▶ **Data lines**

------------------------------------------------

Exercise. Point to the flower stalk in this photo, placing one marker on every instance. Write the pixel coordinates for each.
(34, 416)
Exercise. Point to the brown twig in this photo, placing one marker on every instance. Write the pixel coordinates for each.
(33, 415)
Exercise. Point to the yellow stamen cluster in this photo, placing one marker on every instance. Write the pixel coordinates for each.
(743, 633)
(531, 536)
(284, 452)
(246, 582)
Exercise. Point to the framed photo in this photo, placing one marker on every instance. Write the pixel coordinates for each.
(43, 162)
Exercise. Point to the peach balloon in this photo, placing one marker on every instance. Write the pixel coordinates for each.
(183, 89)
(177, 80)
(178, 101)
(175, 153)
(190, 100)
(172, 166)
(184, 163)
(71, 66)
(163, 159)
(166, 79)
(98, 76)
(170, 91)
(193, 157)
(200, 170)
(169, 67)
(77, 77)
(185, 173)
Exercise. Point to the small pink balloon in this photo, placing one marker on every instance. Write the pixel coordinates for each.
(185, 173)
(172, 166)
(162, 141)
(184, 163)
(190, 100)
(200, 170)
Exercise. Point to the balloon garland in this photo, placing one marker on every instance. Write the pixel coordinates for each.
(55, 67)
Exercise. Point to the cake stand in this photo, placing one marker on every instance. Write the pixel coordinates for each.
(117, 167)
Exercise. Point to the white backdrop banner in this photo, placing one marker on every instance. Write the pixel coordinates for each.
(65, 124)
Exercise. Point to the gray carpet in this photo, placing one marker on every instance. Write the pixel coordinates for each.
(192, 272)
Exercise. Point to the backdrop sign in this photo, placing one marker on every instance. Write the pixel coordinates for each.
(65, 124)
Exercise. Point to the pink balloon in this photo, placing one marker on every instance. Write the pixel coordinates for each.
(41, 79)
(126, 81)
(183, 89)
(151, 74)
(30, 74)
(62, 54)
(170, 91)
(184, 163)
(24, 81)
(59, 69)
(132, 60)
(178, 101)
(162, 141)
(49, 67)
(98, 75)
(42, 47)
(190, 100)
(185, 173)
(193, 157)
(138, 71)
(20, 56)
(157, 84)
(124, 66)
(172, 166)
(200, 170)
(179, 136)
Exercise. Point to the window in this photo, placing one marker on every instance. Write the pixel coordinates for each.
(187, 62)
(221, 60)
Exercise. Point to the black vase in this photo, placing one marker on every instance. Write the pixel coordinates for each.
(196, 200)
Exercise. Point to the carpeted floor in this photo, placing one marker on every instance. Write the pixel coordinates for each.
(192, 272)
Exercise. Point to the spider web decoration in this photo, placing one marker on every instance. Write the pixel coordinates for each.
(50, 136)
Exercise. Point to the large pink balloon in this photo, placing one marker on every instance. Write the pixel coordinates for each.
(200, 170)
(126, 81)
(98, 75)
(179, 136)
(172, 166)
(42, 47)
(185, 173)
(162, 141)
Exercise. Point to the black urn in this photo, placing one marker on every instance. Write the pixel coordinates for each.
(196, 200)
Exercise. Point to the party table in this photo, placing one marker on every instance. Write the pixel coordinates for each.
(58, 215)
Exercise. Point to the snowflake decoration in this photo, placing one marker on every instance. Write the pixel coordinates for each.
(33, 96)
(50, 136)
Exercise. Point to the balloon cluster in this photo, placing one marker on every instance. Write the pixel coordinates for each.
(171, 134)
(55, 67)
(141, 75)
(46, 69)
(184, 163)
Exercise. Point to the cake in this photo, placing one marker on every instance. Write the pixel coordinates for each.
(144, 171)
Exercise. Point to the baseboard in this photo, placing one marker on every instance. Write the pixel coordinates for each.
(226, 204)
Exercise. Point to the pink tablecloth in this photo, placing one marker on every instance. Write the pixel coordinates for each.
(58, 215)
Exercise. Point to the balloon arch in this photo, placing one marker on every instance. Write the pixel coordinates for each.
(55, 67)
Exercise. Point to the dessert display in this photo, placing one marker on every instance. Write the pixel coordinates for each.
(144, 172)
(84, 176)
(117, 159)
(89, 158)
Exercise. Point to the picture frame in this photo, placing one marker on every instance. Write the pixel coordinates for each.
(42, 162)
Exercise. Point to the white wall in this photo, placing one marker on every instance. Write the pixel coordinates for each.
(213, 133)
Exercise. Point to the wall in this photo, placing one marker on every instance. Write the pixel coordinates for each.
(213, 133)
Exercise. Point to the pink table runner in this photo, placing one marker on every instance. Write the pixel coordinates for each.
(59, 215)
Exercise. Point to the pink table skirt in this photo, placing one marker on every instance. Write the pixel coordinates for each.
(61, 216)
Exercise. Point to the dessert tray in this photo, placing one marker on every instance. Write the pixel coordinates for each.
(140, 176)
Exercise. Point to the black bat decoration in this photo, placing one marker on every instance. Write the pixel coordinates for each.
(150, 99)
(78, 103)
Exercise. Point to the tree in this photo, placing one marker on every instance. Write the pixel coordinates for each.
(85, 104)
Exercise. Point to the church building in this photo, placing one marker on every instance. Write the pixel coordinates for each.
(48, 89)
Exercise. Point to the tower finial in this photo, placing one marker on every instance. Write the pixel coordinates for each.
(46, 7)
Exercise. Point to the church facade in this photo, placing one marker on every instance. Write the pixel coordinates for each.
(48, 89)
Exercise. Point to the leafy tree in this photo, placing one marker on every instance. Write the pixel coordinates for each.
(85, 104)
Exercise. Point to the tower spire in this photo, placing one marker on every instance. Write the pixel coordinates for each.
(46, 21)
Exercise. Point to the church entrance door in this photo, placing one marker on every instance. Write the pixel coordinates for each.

------------------------------------------------

▶ **Exercise aim**
Please extract exactly, and only, the lines from the line containing "Exercise. Point to the picture" through the last line of the records.

▶ **Correct answer**
Exercise. Point to the picture frame in this photo, placing one marker on every instance. Write the pixel coordinates for each.
(42, 162)
Exercise. Point to the white wall in this photo, placing one marker on every instance. Write the pixel coordinates for each.
(213, 133)
Exercise. Point to the wall in this photo, placing one marker on every instance. Write the pixel coordinates for each.
(213, 133)
Exercise. Point to the pink table runner in this photo, placing one marker on every instance. Write the pixel coordinates for each.
(59, 215)
Exercise. Point to the pink table skirt in this photo, placing one marker on every instance. Write the pixel coordinates for each.
(61, 216)
Exercise. Point to the dessert tray in this photo, placing one marker on every instance. Write the pixel coordinates for each.
(140, 176)
Exercise. Point to the black bat decoration in this photo, placing one marker on every instance. Write the pixel coordinates for each.
(150, 99)
(78, 103)
Exercise. Point to the tree in this photo, placing one marker on every instance. Write the pixel coordinates for each.
(85, 104)
Exercise. Point to the church building in this photo, placing one marker on every instance. Write the pixel coordinates for each.
(48, 89)
Exercise. Point to the tower finial in this photo, placing one marker on every instance. Write the pixel coordinates for each.
(46, 7)
Exercise. Point to the church facade in this photo, placing one marker on every instance. Write the pixel coordinates for each.
(48, 89)
Exercise. Point to the leafy tree in this photo, placing one marker on every instance. Write the pixel coordinates for each.
(85, 104)
Exercise. Point to the tower spire in this photo, placing one marker on every instance. Write the pixel coordinates for each.
(46, 21)
Exercise. Point to the church entrance door in this photo, placing one marker on every instance. Write the pixel coordinates for each.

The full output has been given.